Every record must be repeated exactly; omit any pictures they contain.
━━━━
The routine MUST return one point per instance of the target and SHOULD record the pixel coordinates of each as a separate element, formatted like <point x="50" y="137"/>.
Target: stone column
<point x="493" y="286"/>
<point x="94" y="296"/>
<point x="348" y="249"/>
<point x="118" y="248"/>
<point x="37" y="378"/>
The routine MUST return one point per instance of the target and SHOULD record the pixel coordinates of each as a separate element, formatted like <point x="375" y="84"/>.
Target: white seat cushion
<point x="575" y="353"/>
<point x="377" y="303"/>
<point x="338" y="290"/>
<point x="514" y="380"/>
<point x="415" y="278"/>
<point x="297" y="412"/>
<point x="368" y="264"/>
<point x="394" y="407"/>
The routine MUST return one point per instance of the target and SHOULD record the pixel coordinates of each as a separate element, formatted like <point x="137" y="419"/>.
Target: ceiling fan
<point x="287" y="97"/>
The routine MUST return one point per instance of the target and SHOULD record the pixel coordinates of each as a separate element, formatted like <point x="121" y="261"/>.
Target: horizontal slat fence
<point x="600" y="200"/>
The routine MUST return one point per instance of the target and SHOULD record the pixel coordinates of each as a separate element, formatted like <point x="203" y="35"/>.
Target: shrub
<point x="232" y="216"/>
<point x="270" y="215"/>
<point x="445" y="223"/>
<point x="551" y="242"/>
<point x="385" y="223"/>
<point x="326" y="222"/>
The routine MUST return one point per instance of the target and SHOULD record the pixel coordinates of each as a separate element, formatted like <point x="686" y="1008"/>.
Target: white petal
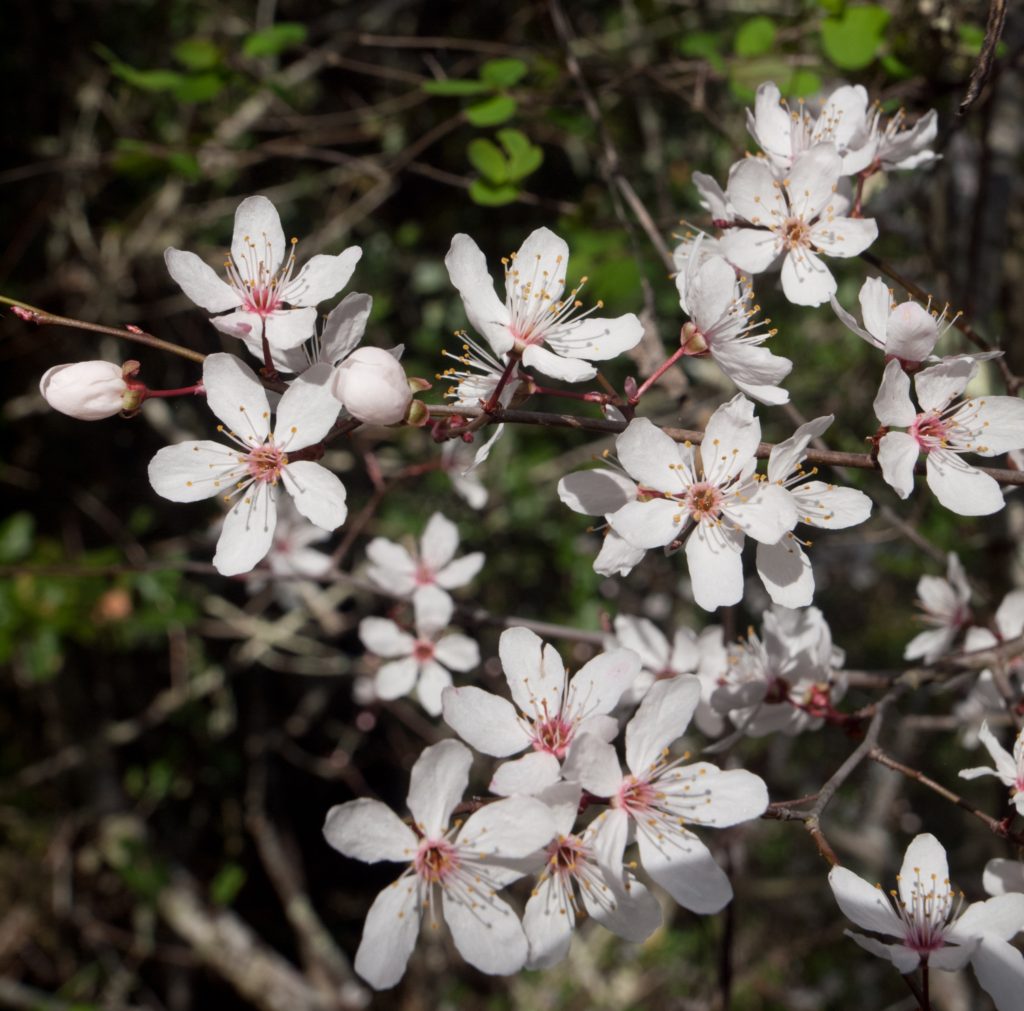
<point x="200" y="282"/>
<point x="317" y="494"/>
<point x="897" y="455"/>
<point x="248" y="531"/>
<point x="237" y="396"/>
<point x="660" y="719"/>
<point x="322" y="278"/>
<point x="436" y="784"/>
<point x="961" y="488"/>
<point x="369" y="831"/>
<point x="389" y="934"/>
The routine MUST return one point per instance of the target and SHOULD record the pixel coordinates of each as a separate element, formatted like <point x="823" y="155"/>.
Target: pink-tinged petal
<point x="961" y="488"/>
<point x="596" y="493"/>
<point x="650" y="456"/>
<point x="892" y="403"/>
<point x="596" y="339"/>
<point x="439" y="542"/>
<point x="237" y="396"/>
<point x="248" y="531"/>
<point x="322" y="278"/>
<point x="733" y="796"/>
<point x="785" y="572"/>
<point x="195" y="470"/>
<point x="307" y="410"/>
<point x="716" y="569"/>
<point x="568" y="370"/>
<point x="829" y="507"/>
<point x="660" y="719"/>
<point x="436" y="784"/>
<point x="200" y="282"/>
<point x="812" y="180"/>
<point x="317" y="494"/>
<point x="467" y="268"/>
<point x="461" y="572"/>
<point x="864" y="904"/>
<point x="344" y="327"/>
<point x="369" y="831"/>
<point x="529" y="774"/>
<point x="458" y="653"/>
<point x="911" y="332"/>
<point x="844" y="237"/>
<point x="684" y="868"/>
<point x="383" y="637"/>
<point x="396" y="678"/>
<point x="924" y="865"/>
<point x="389" y="934"/>
<point x="649" y="524"/>
<point x="897" y="456"/>
<point x="286" y="329"/>
<point x="753" y="250"/>
<point x="939" y="385"/>
<point x="999" y="968"/>
<point x="617" y="556"/>
<point x="806" y="280"/>
<point x="484" y="721"/>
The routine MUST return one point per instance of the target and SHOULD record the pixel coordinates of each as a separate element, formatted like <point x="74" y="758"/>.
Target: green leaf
<point x="488" y="195"/>
<point x="274" y="39"/>
<point x="503" y="73"/>
<point x="852" y="41"/>
<point x="755" y="37"/>
<point x="456" y="88"/>
<point x="492" y="112"/>
<point x="487" y="159"/>
<point x="197" y="54"/>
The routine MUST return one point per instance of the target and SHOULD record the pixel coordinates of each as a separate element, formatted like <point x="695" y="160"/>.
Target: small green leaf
<point x="197" y="54"/>
<point x="456" y="88"/>
<point x="755" y="37"/>
<point x="852" y="41"/>
<point x="492" y="112"/>
<point x="503" y="73"/>
<point x="488" y="195"/>
<point x="487" y="159"/>
<point x="274" y="39"/>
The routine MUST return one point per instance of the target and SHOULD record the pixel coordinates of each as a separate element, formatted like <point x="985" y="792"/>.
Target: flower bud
<point x="372" y="385"/>
<point x="87" y="390"/>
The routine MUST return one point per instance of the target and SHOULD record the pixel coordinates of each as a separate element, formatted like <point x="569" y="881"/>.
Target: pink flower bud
<point x="372" y="385"/>
<point x="87" y="390"/>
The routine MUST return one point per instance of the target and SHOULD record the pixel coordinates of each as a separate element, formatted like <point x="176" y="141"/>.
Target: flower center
<point x="266" y="462"/>
<point x="435" y="860"/>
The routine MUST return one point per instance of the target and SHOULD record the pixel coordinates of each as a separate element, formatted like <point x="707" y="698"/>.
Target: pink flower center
<point x="266" y="462"/>
<point x="435" y="860"/>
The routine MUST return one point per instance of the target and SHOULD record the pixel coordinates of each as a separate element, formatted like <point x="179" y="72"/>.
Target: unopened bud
<point x="372" y="385"/>
<point x="87" y="390"/>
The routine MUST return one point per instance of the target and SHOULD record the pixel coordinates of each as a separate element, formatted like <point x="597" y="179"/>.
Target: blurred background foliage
<point x="170" y="741"/>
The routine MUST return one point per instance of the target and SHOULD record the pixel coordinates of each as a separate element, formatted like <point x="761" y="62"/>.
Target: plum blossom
<point x="784" y="567"/>
<point x="794" y="219"/>
<point x="660" y="798"/>
<point x="249" y="472"/>
<point x="407" y="574"/>
<point x="420" y="663"/>
<point x="712" y="503"/>
<point x="466" y="865"/>
<point x="932" y="927"/>
<point x="723" y="324"/>
<point x="1009" y="768"/>
<point x="261" y="281"/>
<point x="944" y="430"/>
<point x="548" y="712"/>
<point x="945" y="604"/>
<point x="537" y="310"/>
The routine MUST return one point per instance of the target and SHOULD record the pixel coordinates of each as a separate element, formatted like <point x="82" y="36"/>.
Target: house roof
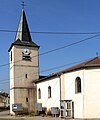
<point x="23" y="37"/>
<point x="94" y="62"/>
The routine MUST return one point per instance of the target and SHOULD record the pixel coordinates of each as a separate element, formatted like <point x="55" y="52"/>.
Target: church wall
<point x="22" y="73"/>
<point x="92" y="93"/>
<point x="54" y="101"/>
<point x="77" y="98"/>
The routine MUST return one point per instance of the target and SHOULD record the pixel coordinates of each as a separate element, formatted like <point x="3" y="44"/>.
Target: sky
<point x="56" y="16"/>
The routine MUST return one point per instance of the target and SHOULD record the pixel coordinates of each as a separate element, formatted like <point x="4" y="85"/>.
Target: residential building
<point x="75" y="90"/>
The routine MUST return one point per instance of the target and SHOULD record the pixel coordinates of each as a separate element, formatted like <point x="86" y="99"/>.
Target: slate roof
━━━━
[Correct response]
The routine MUST return one point per instance of the target and SHOULD record the pixel coordinates of each as a separate element, formatted like <point x="50" y="137"/>.
Target: stone column
<point x="493" y="286"/>
<point x="94" y="296"/>
<point x="348" y="249"/>
<point x="118" y="248"/>
<point x="37" y="378"/>
The routine MUST return one point per instance of the target and SHOULD record the pixel coordinates of each as a separate element, formatted like <point x="375" y="84"/>.
Target: white seat cushion
<point x="575" y="353"/>
<point x="377" y="303"/>
<point x="338" y="290"/>
<point x="514" y="380"/>
<point x="415" y="278"/>
<point x="297" y="412"/>
<point x="368" y="264"/>
<point x="394" y="407"/>
The routine MUST return one point per instance of the target and SHOULD record the pixel coordinates of each as a separate element, formatted like <point x="137" y="419"/>.
Target: ceiling fan
<point x="287" y="97"/>
The routine MUST return one point per instance of the target and SHOULD record the pixel coordinates of each as a separate element, formatted like <point x="121" y="261"/>.
Target: horizontal slat fence
<point x="600" y="200"/>
The routine MUST return one point per instance of the target and SHOULD record the pixel coordinates of each as a separate element, formatted like <point x="203" y="35"/>.
Target: shrub
<point x="232" y="216"/>
<point x="270" y="215"/>
<point x="445" y="223"/>
<point x="551" y="242"/>
<point x="385" y="223"/>
<point x="326" y="222"/>
The routine MUST return one point per instance of the target and SHOULD record the pixel coordinates of each as a separate element, formatted like <point x="686" y="1008"/>.
Target: white petal
<point x="200" y="282"/>
<point x="317" y="494"/>
<point x="897" y="455"/>
<point x="248" y="531"/>
<point x="237" y="396"/>
<point x="660" y="719"/>
<point x="322" y="278"/>
<point x="436" y="784"/>
<point x="961" y="488"/>
<point x="369" y="831"/>
<point x="389" y="934"/>
The routine MUST return one point per instance of the target and SHOULD record the pixel coordinates of each as a separate element, formatted like <point x="823" y="155"/>.
Target: pink-tinged petal
<point x="961" y="488"/>
<point x="596" y="493"/>
<point x="650" y="456"/>
<point x="892" y="403"/>
<point x="596" y="339"/>
<point x="439" y="542"/>
<point x="237" y="396"/>
<point x="248" y="531"/>
<point x="322" y="278"/>
<point x="733" y="796"/>
<point x="785" y="572"/>
<point x="195" y="470"/>
<point x="307" y="410"/>
<point x="716" y="569"/>
<point x="568" y="370"/>
<point x="829" y="507"/>
<point x="660" y="719"/>
<point x="436" y="784"/>
<point x="200" y="282"/>
<point x="812" y="180"/>
<point x="317" y="494"/>
<point x="467" y="268"/>
<point x="461" y="572"/>
<point x="864" y="904"/>
<point x="344" y="327"/>
<point x="369" y="831"/>
<point x="529" y="774"/>
<point x="458" y="653"/>
<point x="911" y="332"/>
<point x="844" y="237"/>
<point x="684" y="868"/>
<point x="383" y="637"/>
<point x="396" y="678"/>
<point x="924" y="865"/>
<point x="389" y="934"/>
<point x="649" y="524"/>
<point x="897" y="456"/>
<point x="286" y="329"/>
<point x="753" y="250"/>
<point x="939" y="385"/>
<point x="999" y="968"/>
<point x="617" y="556"/>
<point x="806" y="280"/>
<point x="484" y="721"/>
The routine MUST return one point per instance of the target and SHOULD record the pixel coordinates of each as a separate element, formatted like <point x="74" y="758"/>.
Target: green leaf
<point x="488" y="195"/>
<point x="274" y="39"/>
<point x="503" y="73"/>
<point x="852" y="41"/>
<point x="755" y="37"/>
<point x="456" y="88"/>
<point x="492" y="112"/>
<point x="487" y="159"/>
<point x="197" y="54"/>
The routine MUST return one point per instance of the target and SHOULD record the pixel coordinates of each as a separate element, formatted like <point x="695" y="160"/>.
Target: small green leaf
<point x="197" y="54"/>
<point x="456" y="88"/>
<point x="755" y="37"/>
<point x="852" y="41"/>
<point x="492" y="112"/>
<point x="503" y="73"/>
<point x="488" y="195"/>
<point x="487" y="159"/>
<point x="274" y="39"/>
The routine MUST return one point per instance of the target and SHOULD record the pixel coordinates of each as a separate element, formatted like <point x="985" y="792"/>.
Target: flower bud
<point x="372" y="385"/>
<point x="87" y="390"/>
The routine MUST return one point per instance of the target and SHOULD record the pixel coordinates of each as a separate element, formatted like <point x="569" y="881"/>.
Target: pink flower bud
<point x="372" y="385"/>
<point x="87" y="390"/>
The routine MUST return one point per instance of the target and SHOULD record the pixel coordinates of each as a separate element, formatted like <point x="176" y="141"/>.
Target: flower center
<point x="266" y="462"/>
<point x="435" y="860"/>
The routine MUST return one point per instance of the target and SHOULD record the pixel coordinates of each as a separate element, formatted like <point x="707" y="698"/>.
Target: pink flower center
<point x="266" y="462"/>
<point x="435" y="860"/>
The routine MUST return one point per instance of the target and SHOULD record the pixel coordinates of each as a separate element, formatted like <point x="179" y="72"/>.
Target: unopened bud
<point x="372" y="385"/>
<point x="87" y="390"/>
The routine MUST return one point per instance of the target and SHOULD record the pixel coordinates of each as a separate element, formatted like <point x="597" y="179"/>.
Target: blurred background foliage
<point x="170" y="741"/>
The routine MUST return one point per instance of the target and SHOULD record the pixel coordinates of each as a separate element, formatted like <point x="761" y="62"/>.
Target: plum blossom
<point x="784" y="567"/>
<point x="794" y="219"/>
<point x="660" y="798"/>
<point x="249" y="472"/>
<point x="407" y="574"/>
<point x="420" y="663"/>
<point x="712" y="503"/>
<point x="466" y="865"/>
<point x="932" y="927"/>
<point x="723" y="324"/>
<point x="1009" y="768"/>
<point x="261" y="281"/>
<point x="944" y="430"/>
<point x="548" y="712"/>
<point x="945" y="604"/>
<point x="537" y="310"/>
The routine MUST return one point per instance of the target and SHOULD record the pixel coordinates of each as a separate element, formatted like <point x="82" y="36"/>.
Target: house roof
<point x="23" y="37"/>
<point x="94" y="62"/>
The routine MUST return one point per instance of the target and SHOULD record the pixel coordinates of each as a separate element, formatted like <point x="55" y="52"/>.
Target: church wall
<point x="22" y="73"/>
<point x="92" y="93"/>
<point x="54" y="101"/>
<point x="77" y="98"/>
The routine MUST return one point per instance of the target and SHOULD record the pixel coordinates of each as a separate element, formatted like <point x="3" y="44"/>.
Target: sky
<point x="56" y="16"/>
The routine MUST return one point per instance of the target and SHOULD record the pixel coordinates of each as a separate element, formatted like <point x="4" y="85"/>.
Target: residential building
<point x="75" y="90"/>
The routine MUST return one point per instance of the target and SHOULD record the pixel coordinates of each as a separate element, formatted like <point x="86" y="99"/>.
Target: slate roof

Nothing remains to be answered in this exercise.